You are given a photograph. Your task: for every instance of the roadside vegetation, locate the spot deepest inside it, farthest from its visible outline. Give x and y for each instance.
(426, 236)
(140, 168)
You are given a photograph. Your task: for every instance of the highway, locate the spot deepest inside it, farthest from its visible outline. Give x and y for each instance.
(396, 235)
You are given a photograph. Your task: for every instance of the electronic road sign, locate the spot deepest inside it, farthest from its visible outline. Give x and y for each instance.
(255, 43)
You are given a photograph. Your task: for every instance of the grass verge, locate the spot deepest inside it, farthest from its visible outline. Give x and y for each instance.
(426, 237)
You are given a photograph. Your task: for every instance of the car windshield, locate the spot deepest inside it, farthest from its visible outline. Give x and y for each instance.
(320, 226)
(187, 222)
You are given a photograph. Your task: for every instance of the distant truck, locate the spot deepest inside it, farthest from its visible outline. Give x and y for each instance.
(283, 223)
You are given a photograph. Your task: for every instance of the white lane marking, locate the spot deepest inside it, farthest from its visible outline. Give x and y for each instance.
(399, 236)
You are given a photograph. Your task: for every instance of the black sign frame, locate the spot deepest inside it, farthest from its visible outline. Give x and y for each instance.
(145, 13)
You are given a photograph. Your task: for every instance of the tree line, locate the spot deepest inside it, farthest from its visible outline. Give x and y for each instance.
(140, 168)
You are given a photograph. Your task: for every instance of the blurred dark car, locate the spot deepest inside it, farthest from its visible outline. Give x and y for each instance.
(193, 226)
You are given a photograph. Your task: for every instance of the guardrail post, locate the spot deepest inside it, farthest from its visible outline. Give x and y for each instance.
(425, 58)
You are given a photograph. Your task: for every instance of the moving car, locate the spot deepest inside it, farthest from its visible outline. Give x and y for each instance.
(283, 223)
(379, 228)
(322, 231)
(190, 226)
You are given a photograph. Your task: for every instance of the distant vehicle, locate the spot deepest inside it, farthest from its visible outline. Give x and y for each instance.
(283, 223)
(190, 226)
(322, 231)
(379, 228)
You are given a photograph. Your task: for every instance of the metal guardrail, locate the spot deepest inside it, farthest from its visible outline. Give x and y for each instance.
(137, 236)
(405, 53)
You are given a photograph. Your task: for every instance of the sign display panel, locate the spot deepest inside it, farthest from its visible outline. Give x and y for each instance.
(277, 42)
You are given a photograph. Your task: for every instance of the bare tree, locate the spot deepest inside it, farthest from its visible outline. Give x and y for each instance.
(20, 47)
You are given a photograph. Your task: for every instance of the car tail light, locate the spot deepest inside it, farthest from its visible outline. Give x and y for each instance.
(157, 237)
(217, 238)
------------------------------
Exercise aim
Restate word for word the lines from the one holding "of the sign" to the end of the listing, both ends included, and nothing more.

Problem solution
You are given a photograph. Your task: for every instance of the sign display panel, locate the spot deepest inside it, farthest from its visible outline. Give x and y for each instance.
(277, 42)
You are given a photograph. Your task: for every instance of the bare tree, locate the spot deepest inside it, farthest from its visible outline. Give x and y for each instance.
(20, 47)
You are given a photograph. Your task: for every instance of the car tail light, locate the spot deepest inside it, farthest from its visible outline. Give x and y for each instance.
(157, 237)
(217, 238)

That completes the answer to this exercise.